_Supplied records_
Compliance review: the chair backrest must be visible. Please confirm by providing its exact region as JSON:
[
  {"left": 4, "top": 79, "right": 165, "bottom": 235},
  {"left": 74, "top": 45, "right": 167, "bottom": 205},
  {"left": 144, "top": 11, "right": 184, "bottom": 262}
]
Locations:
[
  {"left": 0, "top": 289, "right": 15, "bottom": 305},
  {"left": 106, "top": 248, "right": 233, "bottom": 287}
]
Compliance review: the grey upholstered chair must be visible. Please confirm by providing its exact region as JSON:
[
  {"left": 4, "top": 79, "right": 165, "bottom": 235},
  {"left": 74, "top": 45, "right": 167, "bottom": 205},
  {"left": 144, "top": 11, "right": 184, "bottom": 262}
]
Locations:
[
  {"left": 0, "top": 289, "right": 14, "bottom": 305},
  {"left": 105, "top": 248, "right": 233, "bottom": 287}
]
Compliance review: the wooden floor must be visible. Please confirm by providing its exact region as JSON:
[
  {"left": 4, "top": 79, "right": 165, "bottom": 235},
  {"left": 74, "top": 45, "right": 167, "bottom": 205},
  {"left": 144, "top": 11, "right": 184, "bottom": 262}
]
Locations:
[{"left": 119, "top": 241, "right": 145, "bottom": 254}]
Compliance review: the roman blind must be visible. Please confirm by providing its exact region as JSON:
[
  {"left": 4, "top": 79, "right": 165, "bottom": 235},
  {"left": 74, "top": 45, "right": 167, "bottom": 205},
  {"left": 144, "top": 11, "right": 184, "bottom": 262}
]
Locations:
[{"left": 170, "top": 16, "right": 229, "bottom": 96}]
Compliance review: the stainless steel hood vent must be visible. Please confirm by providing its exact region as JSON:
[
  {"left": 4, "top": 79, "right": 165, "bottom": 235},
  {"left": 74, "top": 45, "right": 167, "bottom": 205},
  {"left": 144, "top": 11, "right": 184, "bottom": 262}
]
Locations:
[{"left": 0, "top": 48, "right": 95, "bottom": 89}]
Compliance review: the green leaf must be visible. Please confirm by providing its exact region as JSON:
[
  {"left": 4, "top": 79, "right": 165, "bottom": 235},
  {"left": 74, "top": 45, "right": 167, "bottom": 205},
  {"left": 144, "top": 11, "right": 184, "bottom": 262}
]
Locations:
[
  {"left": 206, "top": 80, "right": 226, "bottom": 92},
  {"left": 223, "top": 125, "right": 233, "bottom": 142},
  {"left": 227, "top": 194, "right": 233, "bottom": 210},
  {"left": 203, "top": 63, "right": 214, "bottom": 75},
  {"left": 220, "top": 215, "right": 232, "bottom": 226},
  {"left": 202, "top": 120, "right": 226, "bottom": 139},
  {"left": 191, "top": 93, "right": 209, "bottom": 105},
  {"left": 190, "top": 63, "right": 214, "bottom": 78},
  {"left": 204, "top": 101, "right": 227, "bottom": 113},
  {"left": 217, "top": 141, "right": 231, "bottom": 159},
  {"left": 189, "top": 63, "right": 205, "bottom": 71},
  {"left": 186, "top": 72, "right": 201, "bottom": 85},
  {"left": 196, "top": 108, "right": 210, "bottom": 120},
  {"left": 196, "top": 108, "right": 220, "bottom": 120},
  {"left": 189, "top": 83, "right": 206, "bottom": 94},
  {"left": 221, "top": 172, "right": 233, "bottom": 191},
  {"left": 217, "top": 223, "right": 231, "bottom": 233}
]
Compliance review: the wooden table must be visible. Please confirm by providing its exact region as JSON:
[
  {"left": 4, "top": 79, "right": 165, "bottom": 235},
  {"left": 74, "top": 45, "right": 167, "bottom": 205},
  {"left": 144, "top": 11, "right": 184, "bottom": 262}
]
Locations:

_Objective_
Write out every line of the records exactly.

_Written answer_
Compliance review: the chair backrest must be visible. Please confirm by providing its exact region as JSON:
[
  {"left": 4, "top": 79, "right": 165, "bottom": 235},
  {"left": 74, "top": 45, "right": 167, "bottom": 205},
  {"left": 144, "top": 11, "right": 184, "bottom": 262}
]
Locations:
[
  {"left": 0, "top": 289, "right": 15, "bottom": 305},
  {"left": 106, "top": 248, "right": 233, "bottom": 287}
]
Compliance review: the grey upholstered chair must be visible. Please confirm by providing its exact region as JSON:
[
  {"left": 4, "top": 79, "right": 165, "bottom": 235},
  {"left": 74, "top": 45, "right": 167, "bottom": 205},
  {"left": 144, "top": 11, "right": 184, "bottom": 262}
]
Locations:
[
  {"left": 0, "top": 289, "right": 14, "bottom": 305},
  {"left": 105, "top": 248, "right": 233, "bottom": 287}
]
Compliance review: the wooden floor must be visible. Please confirm by providing its exact region as JSON:
[
  {"left": 4, "top": 79, "right": 165, "bottom": 235},
  {"left": 74, "top": 45, "right": 167, "bottom": 205},
  {"left": 144, "top": 11, "right": 184, "bottom": 262}
]
Locations:
[{"left": 119, "top": 241, "right": 145, "bottom": 254}]
Compliance review: the roman blind must be visible. Please confirm by providing its exact region as JSON:
[
  {"left": 4, "top": 79, "right": 165, "bottom": 235},
  {"left": 74, "top": 45, "right": 167, "bottom": 205},
  {"left": 144, "top": 11, "right": 184, "bottom": 262}
]
Locations:
[{"left": 170, "top": 16, "right": 229, "bottom": 96}]
Compliance review: the stainless steel hood vent must be visible. Please confirm by providing its exact region as JSON:
[
  {"left": 4, "top": 79, "right": 165, "bottom": 235},
  {"left": 74, "top": 45, "right": 167, "bottom": 205},
  {"left": 144, "top": 11, "right": 184, "bottom": 262}
]
Locations:
[{"left": 0, "top": 48, "right": 95, "bottom": 89}]
Compliance review: the green leaf must be visible. Please confirm by providing its exact region as JSON:
[
  {"left": 4, "top": 79, "right": 165, "bottom": 235},
  {"left": 74, "top": 45, "right": 167, "bottom": 205},
  {"left": 144, "top": 11, "right": 184, "bottom": 262}
]
Locations:
[
  {"left": 206, "top": 80, "right": 226, "bottom": 92},
  {"left": 223, "top": 125, "right": 233, "bottom": 142},
  {"left": 227, "top": 194, "right": 233, "bottom": 210},
  {"left": 203, "top": 63, "right": 214, "bottom": 75},
  {"left": 220, "top": 215, "right": 232, "bottom": 226},
  {"left": 202, "top": 120, "right": 226, "bottom": 139},
  {"left": 191, "top": 93, "right": 209, "bottom": 105},
  {"left": 190, "top": 63, "right": 214, "bottom": 78},
  {"left": 204, "top": 101, "right": 227, "bottom": 113},
  {"left": 217, "top": 141, "right": 231, "bottom": 159},
  {"left": 189, "top": 63, "right": 205, "bottom": 71},
  {"left": 186, "top": 72, "right": 201, "bottom": 85},
  {"left": 196, "top": 108, "right": 210, "bottom": 120},
  {"left": 196, "top": 108, "right": 220, "bottom": 120},
  {"left": 189, "top": 83, "right": 206, "bottom": 94},
  {"left": 221, "top": 172, "right": 233, "bottom": 191},
  {"left": 217, "top": 223, "right": 231, "bottom": 233}
]
Compliance review: the wooden table must be visible. Please confirm by providing its exact region as JSON:
[
  {"left": 4, "top": 79, "right": 165, "bottom": 235},
  {"left": 74, "top": 45, "right": 167, "bottom": 205},
  {"left": 144, "top": 11, "right": 184, "bottom": 262}
]
Locations:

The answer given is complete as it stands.